▸ WRITTEN EXERCISE: Format the records below as a numbered list, from the line containing "Please indicate the historic" through the end of the records, both ends included. Number only those lines and skip any blank lines.

▸ Object location annotation records:
● ● ●

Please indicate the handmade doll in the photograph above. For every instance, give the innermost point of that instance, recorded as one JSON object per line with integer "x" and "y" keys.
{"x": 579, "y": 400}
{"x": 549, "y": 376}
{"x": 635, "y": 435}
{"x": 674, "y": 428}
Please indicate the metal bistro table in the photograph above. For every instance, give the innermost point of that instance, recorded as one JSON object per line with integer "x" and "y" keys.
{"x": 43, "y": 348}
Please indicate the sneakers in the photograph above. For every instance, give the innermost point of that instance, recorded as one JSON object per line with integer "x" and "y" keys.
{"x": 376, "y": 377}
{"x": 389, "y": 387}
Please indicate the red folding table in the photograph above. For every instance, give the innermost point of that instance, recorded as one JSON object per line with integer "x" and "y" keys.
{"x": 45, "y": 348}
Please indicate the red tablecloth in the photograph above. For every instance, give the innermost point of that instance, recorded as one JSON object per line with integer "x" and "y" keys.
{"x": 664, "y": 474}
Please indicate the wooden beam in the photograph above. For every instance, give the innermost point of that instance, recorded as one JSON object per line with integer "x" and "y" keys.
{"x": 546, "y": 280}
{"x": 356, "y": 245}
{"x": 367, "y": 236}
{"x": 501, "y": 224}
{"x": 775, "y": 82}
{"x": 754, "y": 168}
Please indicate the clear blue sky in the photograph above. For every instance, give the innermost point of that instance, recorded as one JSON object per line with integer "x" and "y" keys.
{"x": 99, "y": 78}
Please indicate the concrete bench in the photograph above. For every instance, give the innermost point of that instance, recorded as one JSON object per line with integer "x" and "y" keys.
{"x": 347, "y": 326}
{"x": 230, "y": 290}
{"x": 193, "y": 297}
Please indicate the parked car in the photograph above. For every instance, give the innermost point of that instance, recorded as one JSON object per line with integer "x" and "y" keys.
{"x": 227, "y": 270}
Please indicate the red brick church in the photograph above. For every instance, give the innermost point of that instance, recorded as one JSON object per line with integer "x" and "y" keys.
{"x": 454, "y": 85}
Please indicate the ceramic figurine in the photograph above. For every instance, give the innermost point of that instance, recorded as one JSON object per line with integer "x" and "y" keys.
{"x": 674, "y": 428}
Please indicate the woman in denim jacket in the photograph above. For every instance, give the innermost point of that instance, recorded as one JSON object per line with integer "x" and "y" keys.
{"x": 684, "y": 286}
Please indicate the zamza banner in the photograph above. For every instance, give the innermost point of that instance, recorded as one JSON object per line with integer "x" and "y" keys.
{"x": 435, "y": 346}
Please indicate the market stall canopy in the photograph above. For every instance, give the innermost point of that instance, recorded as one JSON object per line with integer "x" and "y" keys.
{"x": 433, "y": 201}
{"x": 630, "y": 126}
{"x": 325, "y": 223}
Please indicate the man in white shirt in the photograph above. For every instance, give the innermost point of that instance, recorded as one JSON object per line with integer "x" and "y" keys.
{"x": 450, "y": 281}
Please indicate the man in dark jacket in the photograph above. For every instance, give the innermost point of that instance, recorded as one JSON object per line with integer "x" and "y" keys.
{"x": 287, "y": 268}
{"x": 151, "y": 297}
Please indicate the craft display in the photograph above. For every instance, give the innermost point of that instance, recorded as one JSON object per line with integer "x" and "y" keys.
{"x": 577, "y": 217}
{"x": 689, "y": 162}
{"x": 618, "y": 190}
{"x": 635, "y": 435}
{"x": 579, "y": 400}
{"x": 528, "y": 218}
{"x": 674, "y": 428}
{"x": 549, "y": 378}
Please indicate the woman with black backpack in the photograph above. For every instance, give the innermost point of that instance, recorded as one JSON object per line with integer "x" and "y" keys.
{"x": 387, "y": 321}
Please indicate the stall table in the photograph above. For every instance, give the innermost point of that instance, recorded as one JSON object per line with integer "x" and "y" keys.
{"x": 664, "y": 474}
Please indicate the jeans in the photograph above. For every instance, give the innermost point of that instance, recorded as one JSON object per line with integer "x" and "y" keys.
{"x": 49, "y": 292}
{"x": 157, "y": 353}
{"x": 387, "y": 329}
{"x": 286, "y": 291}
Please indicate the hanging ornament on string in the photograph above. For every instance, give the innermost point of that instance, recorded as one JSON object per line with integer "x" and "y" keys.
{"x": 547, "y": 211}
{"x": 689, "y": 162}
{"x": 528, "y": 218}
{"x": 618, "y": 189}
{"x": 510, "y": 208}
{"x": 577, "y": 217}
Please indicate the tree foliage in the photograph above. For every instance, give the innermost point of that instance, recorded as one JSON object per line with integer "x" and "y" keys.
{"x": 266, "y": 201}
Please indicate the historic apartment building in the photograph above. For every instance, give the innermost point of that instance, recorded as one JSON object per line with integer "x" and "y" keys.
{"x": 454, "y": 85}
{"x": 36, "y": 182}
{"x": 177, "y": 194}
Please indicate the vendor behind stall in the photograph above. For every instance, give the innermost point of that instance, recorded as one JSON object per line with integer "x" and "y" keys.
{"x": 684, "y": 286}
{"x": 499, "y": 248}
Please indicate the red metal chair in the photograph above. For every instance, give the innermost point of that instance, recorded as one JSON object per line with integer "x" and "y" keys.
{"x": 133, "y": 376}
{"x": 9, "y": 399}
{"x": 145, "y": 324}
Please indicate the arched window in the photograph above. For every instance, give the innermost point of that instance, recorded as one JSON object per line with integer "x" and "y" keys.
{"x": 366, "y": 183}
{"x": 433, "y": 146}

● ● ●

▸ EXERCISE ANSWER:
1. Please indicate the historic apartment building in the photograph above. For every instance, give the innermost point of that instance, recorded as one JSON object per line with integer "x" and "y" keys.
2. {"x": 454, "y": 85}
3. {"x": 36, "y": 182}
4. {"x": 177, "y": 194}
5. Please indicate the vendor behind stall in the photograph above. For every instance, give the innermost point of that instance, recorded as one JSON object per line with integer "x" and "y" keys.
6. {"x": 684, "y": 286}
7. {"x": 499, "y": 248}
8. Please indicate the red metal chair in the photograph above. For every instance, give the innermost point of that instance, recorded as one JSON object per line with integer "x" and "y" keys.
9. {"x": 133, "y": 376}
10. {"x": 9, "y": 399}
11. {"x": 145, "y": 324}
12. Please indicate the arched window in the photograph above. For every instance, give the innermost point of that instance, recorded as one JSON object per line with integer "x" and "y" keys.
13. {"x": 366, "y": 183}
14. {"x": 433, "y": 146}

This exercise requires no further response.